The normally sober George Will seems to have lost his marbles over corn. His latest column makes the discovery that America has figured out how to make almost endless amounts of food at a very low price. Mr Will thinks that this is bad because cheap food allows people to eat too much of it. If you eat too much you get fat, If you get fat your health may suffer. Wow! What a discovery. Stop the presses or whatever passes for them on the internet.
Will invokes Tom Vilsack Iowa’s former governor and current Secretary of Agriculture throughout his screed. While he doesn’t come out and say it he strongly implies that the government should do something about overeating and overproducing of food. I’d have thought that he’d value the latter but he thinks we have too much corn and beef and that we can’t be trusted with this abundance. This from a conservative.
You’d better put a lock on your refrigerator and cupboard, not to keep yourself from pigging out but to keep the government inspectors away. What inspectors? Well if George Will thinks the government should do something about overeating what will the current administration do about the fat problem? The FBI will become Fat Bureau of Investigation.
We already have weigh stations for trucks. Why not have them for people as well. If you’re walking down the street the FBI can haul you aside and weigh you. If your BMI is over 25 you’ll be fined $100 for every number over 25. Fines will double at 30 and triple at 35. OK, I know nobody walks, so we’ll put weigh stations on the roads and get the food transgressors on the way to the supermarket. We could even put scales at the checkout counter. Let no pound go uncounted.

■ **Set of tasks**
#1 Translate this sentence from the post about George Will's corn column into Spanish: "We already have weigh stations for trucks."
#2 Write the next paragraph of the post mocking George Will's column on corn and overeating, picking up after its final line.
The rows that come after this point were taken from a separate source.

■ **Collected data entries**
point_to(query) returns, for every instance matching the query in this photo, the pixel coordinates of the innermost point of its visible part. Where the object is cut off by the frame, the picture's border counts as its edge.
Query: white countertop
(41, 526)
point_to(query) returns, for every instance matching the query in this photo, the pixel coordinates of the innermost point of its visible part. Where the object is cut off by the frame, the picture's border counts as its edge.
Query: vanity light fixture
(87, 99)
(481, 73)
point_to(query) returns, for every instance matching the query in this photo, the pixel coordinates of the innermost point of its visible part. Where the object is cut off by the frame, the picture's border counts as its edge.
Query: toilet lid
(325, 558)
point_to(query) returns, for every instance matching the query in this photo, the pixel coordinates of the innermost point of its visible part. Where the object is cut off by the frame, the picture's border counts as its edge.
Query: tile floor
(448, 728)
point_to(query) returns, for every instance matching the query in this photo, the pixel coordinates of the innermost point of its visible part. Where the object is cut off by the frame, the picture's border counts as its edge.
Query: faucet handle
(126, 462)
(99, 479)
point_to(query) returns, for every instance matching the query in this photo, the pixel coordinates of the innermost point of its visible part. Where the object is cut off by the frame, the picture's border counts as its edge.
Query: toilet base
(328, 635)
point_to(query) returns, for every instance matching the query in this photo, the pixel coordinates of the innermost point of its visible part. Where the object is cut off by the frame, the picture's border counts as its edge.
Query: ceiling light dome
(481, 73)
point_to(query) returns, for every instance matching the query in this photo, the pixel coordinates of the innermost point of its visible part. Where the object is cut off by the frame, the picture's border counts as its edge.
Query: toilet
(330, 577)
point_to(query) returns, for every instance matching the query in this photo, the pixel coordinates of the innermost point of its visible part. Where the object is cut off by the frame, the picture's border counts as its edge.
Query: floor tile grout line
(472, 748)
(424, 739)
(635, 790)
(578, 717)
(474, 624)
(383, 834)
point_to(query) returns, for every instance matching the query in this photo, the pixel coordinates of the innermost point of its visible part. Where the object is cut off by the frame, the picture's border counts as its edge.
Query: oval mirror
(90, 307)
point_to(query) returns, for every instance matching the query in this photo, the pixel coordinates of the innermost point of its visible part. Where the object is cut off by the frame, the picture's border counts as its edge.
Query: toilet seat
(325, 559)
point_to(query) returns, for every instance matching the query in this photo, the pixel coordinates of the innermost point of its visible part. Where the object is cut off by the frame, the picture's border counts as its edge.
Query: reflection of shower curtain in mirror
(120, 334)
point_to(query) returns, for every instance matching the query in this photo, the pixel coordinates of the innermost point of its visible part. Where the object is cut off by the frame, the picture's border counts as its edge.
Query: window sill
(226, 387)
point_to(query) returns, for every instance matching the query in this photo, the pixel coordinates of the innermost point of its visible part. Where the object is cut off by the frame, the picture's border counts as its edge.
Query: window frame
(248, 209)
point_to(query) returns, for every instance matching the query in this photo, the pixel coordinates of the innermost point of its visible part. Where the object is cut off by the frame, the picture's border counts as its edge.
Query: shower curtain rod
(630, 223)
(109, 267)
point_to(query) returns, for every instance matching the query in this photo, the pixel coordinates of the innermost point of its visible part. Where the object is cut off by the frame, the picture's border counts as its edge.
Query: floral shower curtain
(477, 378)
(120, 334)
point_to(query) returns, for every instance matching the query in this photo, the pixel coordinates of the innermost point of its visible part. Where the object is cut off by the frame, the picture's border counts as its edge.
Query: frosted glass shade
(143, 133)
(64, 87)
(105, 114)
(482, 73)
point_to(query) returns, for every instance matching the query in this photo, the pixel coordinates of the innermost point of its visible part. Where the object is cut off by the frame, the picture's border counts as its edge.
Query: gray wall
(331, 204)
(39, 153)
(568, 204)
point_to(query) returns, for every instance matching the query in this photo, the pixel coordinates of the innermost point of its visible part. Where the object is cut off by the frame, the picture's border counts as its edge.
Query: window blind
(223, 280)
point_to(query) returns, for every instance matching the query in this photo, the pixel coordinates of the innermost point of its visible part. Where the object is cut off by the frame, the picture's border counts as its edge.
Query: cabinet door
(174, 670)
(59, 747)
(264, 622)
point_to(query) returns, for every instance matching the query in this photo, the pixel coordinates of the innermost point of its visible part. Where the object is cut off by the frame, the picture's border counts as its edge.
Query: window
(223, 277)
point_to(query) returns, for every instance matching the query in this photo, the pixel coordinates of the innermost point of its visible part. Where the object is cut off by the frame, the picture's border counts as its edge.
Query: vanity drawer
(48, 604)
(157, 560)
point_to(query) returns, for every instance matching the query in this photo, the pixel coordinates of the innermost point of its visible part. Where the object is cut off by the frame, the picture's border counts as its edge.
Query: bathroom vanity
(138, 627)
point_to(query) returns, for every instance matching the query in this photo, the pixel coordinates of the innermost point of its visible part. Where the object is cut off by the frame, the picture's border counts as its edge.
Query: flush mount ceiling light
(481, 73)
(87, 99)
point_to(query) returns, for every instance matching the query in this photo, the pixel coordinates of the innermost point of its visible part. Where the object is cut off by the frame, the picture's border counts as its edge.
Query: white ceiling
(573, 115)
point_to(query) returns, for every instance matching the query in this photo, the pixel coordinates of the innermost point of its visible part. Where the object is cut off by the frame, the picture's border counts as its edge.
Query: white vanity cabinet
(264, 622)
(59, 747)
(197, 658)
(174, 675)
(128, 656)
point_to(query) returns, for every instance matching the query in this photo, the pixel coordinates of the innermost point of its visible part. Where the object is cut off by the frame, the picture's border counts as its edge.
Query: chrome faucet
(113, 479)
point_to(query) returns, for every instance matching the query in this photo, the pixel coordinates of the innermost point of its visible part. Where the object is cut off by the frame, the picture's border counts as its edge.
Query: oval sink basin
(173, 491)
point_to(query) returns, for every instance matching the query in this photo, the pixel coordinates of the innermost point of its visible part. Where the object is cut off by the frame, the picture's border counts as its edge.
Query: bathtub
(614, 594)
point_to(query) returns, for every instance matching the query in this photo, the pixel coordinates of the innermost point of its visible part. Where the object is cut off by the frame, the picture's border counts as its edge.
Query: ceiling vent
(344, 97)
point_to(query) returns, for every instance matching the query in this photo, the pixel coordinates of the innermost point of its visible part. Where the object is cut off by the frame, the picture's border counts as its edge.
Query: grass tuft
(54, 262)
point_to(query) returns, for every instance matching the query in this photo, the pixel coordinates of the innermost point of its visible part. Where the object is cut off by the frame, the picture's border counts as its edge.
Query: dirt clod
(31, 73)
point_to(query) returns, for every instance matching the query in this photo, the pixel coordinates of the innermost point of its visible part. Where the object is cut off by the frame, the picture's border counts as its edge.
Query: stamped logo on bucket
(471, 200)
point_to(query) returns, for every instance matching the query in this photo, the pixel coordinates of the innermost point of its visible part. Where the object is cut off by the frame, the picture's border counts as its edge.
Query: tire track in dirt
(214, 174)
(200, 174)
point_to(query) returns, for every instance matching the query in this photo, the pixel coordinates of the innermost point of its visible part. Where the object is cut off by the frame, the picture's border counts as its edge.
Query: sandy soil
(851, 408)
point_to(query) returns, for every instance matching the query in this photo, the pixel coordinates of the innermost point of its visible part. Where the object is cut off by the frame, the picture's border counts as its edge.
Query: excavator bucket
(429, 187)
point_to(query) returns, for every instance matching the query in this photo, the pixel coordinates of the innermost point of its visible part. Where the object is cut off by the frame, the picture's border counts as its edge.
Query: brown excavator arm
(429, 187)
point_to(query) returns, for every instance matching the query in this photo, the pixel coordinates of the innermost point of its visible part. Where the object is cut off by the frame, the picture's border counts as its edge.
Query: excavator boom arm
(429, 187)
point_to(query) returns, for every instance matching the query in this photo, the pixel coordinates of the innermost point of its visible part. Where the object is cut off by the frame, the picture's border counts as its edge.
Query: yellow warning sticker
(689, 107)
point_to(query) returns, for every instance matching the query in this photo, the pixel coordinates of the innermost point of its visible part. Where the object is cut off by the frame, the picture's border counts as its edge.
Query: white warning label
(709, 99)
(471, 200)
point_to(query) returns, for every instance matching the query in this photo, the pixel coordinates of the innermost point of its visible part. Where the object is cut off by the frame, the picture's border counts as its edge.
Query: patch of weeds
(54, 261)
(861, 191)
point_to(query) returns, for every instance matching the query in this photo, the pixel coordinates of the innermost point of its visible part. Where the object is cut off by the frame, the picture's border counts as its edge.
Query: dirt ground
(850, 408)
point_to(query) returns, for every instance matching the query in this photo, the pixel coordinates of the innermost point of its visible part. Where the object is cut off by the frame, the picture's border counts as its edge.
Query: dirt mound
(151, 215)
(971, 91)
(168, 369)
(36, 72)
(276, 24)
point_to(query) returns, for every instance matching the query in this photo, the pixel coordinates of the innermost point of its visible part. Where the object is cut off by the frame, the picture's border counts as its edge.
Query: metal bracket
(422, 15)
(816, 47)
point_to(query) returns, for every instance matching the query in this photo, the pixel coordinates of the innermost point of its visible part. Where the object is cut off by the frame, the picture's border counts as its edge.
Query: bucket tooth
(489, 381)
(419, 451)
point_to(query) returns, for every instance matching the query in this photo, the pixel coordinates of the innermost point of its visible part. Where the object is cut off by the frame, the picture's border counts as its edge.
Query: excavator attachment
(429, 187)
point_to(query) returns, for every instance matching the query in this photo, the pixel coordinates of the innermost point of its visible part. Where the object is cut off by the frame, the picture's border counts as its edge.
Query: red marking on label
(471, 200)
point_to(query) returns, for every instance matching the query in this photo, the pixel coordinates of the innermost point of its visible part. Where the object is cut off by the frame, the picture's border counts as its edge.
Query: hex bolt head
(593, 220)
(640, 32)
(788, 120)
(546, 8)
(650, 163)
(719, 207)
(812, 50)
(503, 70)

■ **Answers for the tasks**
#1 Ya tenemos estaciones de pesaje para camiones.

#2
Restaurant use obviously needs more government regulation. We could have a free market solution by instituting a cap and trade food coupon program. If you want to go to MacDonalds and have used up all your food coupons you could buy them from some anorexic teenager who still has all of hers. Let capitalism reign supreme.
So we’ve added food addiction to our addiction to energy. The finale of the second law of thermodynamics (the nasty one that requires the ultimate heat death of the universe) can’t come too soon for those obsessed by the latter. What’s next? The answer to that one is obvious. Water addiction.
Most of the world is short or soon will be short of water. Everyone knows, well not everyone – doctors, well not all doctors – nephrologists, that most people drink more water than they need. Typical fluid intake by American adults is about two liters. They could get by on 600 ml if they stayed cool and didn’t exercise too much. Ah, but now we have a problem. We don’t want people to stay too cool. Air conditioning, energy use, greenhouse gases. If they don’t exercise they’ll get fat and will need more government intervention. But if they do exercise they’ll get thirsty and drink more. We might need a blue ribbon commission. Then we can ration fluid intake appropriately.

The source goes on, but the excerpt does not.